§ **Alıntı**:

■ ■ ■

Çiftçinin büyük sorunları var. En önemli sorunları teknik ve ekonomik alt yapı sorunlarının hep ihmal edilmiş olmasından kaynaklanan sorunlardır. Öncelikle ülkenin ve ekonominin beklentilerine uygun bir “toprak ve tarımreformu” gerçekleştirilemedi. Kendine yeterli, optimum üretim desenli işletme büyüklüğü ve modeli yaratılamadı. Bundan dolayı işletmeler çok küçük ve çok parçalı kaldı. İşletmelerin küçük ve parçalı olması, uygun teknolojilerin tarıma uyarlanmasında sıkıntılar yarattı. Dolayısıyla bunlar ürün maliyetlerinin yüksek düzeyde gerçekleşmesine neden oldu.

■ ■ ■

§ **Görevler**:
A - Çiftçinin sorunlarıyla ilgili alıntıya göre şu soruları cevaplayın:
(i) Çiftçinin en önemli sorunları neyin hep ihmal edilmiş olmasından kaynaklanıyor?
(ii) İşletmeler hangi durumda kaldı?
(iii) İşletmelerin küçük ve parçalı olması neyde sıkıntı yarattı?
B - Çiftçinin sorunlarıyla ilgili alıntıyı kaldığı yerden sürdürün.

■ ■ ■

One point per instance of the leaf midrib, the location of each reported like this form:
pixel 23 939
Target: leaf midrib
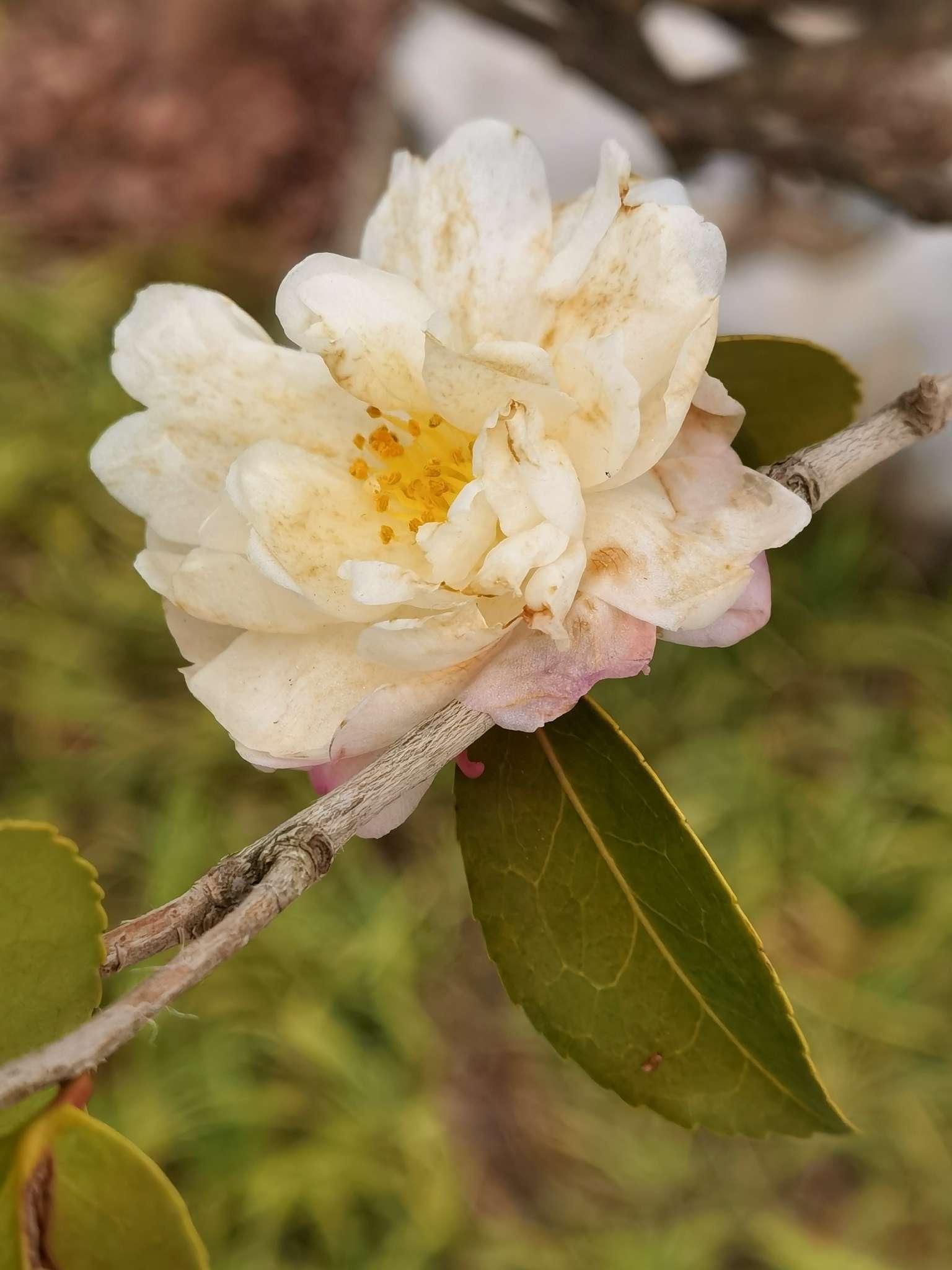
pixel 570 793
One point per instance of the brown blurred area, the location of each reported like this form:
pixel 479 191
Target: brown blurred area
pixel 150 120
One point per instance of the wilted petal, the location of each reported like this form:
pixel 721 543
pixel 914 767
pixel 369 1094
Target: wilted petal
pixel 225 588
pixel 430 643
pixel 198 642
pixel 471 228
pixel 284 696
pixel 749 613
pixel 583 224
pixel 651 275
pixel 531 681
pixel 375 582
pixel 311 516
pixel 455 548
pixel 467 389
pixel 551 592
pixel 674 546
pixel 215 384
pixel 507 564
pixel 603 431
pixel 546 473
pixel 366 324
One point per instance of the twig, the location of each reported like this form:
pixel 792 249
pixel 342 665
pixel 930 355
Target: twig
pixel 242 894
pixel 286 863
pixel 871 111
pixel 822 470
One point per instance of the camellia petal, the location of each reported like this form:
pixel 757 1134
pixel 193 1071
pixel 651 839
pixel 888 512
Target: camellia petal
pixel 472 229
pixel 749 613
pixel 310 517
pixel 226 588
pixel 284 696
pixel 367 326
pixel 471 388
pixel 532 681
pixel 508 563
pixel 491 470
pixel 430 643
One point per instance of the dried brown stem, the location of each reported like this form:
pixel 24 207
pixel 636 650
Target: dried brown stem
pixel 874 111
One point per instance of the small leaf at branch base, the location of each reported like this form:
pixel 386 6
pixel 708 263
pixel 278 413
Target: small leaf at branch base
pixel 51 945
pixel 99 1203
pixel 795 393
pixel 612 928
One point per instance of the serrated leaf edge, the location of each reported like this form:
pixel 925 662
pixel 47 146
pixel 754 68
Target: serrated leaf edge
pixel 842 1123
pixel 89 869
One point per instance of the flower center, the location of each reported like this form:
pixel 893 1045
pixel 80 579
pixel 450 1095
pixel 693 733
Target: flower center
pixel 415 466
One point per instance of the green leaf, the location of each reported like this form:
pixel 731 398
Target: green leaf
pixel 98 1201
pixel 51 945
pixel 795 393
pixel 612 928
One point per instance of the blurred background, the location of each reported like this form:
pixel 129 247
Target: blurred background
pixel 355 1090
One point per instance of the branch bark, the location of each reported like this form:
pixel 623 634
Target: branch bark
pixel 243 893
pixel 821 471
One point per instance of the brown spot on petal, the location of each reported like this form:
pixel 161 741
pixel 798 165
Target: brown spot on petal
pixel 609 561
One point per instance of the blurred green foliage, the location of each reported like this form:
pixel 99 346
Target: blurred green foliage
pixel 355 1090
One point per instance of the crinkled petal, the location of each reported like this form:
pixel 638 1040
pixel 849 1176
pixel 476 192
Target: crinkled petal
pixel 751 611
pixel 284 696
pixel 664 408
pixel 198 642
pixel 603 431
pixel 376 582
pixel 364 323
pixel 390 711
pixel 225 588
pixel 582 225
pixel 471 228
pixel 508 563
pixel 551 592
pixel 546 471
pixel 531 681
pixel 310 517
pixel 455 548
pixel 430 643
pixel 467 389
pixel 674 546
pixel 653 275
pixel 494 463
pixel 215 384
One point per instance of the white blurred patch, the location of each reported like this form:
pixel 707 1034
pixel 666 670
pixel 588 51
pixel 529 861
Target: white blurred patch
pixel 690 43
pixel 448 66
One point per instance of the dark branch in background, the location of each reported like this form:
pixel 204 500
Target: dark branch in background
pixel 874 111
pixel 243 893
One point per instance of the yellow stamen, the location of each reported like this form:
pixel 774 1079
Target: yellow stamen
pixel 416 473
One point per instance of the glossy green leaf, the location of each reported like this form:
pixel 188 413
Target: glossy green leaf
pixel 99 1202
pixel 612 928
pixel 51 945
pixel 795 393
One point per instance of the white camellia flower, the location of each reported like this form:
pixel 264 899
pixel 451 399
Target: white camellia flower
pixel 493 468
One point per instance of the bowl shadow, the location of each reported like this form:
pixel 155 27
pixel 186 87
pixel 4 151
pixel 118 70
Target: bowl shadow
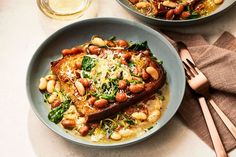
pixel 46 143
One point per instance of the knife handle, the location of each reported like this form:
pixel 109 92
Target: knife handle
pixel 215 137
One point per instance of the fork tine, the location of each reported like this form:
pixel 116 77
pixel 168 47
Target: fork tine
pixel 186 74
pixel 192 66
pixel 187 68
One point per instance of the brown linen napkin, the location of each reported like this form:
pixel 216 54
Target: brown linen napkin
pixel 218 63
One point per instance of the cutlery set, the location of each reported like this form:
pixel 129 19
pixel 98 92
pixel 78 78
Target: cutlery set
pixel 200 84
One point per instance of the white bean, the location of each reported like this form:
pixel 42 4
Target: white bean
pixel 126 132
pixel 139 115
pixel 52 97
pixel 50 77
pixel 153 72
pixel 51 86
pixel 58 86
pixel 81 120
pixel 169 4
pixel 42 83
pixel 115 136
pixel 154 116
pixel 80 88
pixel 98 41
pixel 143 5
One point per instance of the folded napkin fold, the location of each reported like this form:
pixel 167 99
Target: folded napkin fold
pixel 218 63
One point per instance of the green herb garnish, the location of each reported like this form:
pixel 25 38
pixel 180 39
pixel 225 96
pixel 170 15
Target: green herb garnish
pixel 88 63
pixel 112 38
pixel 56 114
pixel 161 97
pixel 138 46
pixel 194 15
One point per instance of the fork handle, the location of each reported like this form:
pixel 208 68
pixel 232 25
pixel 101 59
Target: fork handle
pixel 215 137
pixel 224 118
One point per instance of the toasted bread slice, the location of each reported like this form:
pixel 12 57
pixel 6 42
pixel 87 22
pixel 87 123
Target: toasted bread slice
pixel 103 71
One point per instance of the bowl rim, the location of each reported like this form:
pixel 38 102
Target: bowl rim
pixel 104 19
pixel 189 21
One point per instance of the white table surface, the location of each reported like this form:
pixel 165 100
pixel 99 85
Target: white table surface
pixel 22 29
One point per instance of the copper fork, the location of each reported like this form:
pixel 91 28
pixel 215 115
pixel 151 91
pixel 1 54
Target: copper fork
pixel 202 86
pixel 199 83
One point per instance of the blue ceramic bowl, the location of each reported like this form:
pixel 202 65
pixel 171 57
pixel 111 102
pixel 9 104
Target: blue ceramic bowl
pixel 174 23
pixel 81 32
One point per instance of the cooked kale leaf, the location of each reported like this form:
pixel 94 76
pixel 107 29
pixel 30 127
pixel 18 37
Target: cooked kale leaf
pixel 56 114
pixel 138 46
pixel 88 63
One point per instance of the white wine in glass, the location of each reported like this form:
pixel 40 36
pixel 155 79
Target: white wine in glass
pixel 63 9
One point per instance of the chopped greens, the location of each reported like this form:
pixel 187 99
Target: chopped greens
pixel 138 46
pixel 108 125
pixel 160 62
pixel 88 63
pixel 56 114
pixel 108 90
pixel 161 97
pixel 85 75
pixel 46 96
pixel 194 15
pixel 112 38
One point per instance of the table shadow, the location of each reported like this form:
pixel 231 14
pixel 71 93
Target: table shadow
pixel 46 143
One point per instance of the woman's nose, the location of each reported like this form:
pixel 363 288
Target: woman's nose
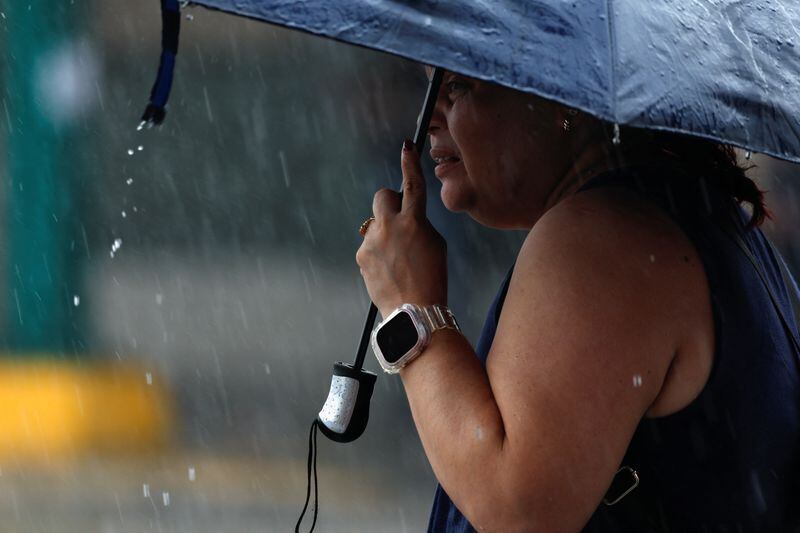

■ ■ ■

§ **Görev Cevapları**:
A -
(i) Teknik ve ekonomik alt yapı sorunlarının.
(ii) Çok küçük ve çok parçalı kaldı.
(iii) Uygun teknolojilerin tarıma uyarlanmasında.

B -
Tarım ve kooperatif kesimleri için Türkiye’de ekonomik ve hukuki alt yapıda yetersizdir. Her şeyden önce günümüz dünya ekonomisinde “likit sermaye” çok önemli rol oynamaktadır. Likit sermayenin iki önemli ana kaynağı vardır : tasarruflar ve Merkez Bankası yoluyla piyasaya arz edilen nakit paralar. Her iki durumda da “Banka” önemli rol oynar. Çiftçilerin/kooperatifçilerin tasarruflarını toplayıp onlar adına bu tasarrufları yönetecek ve yönlendirecek “Banka” olgusu çok önemlidir. Ayrıca çiftçiler /kooperatifler adına Merkez Bankası’ndan sıcak para talep edebilecek bir “Çiftçi ve Kooperatifler Bankası” ne yazık ki Türkiye’de hala kurulamamıştır. 1937’de “Tarım ve Kooperatifler Bankası” durumuna getirilen T. C. Ziraat Bankası’nın bu statüsü 1980’li yıllarda kaldırılmıştır. Özetle, bugünkü koşullarda tarım ve kooperatif sektörü için finansal alt yapı hazırlanmamıştır. Ayrıca, kooperatiflerin hukuki alt yapısı da yetersizdir.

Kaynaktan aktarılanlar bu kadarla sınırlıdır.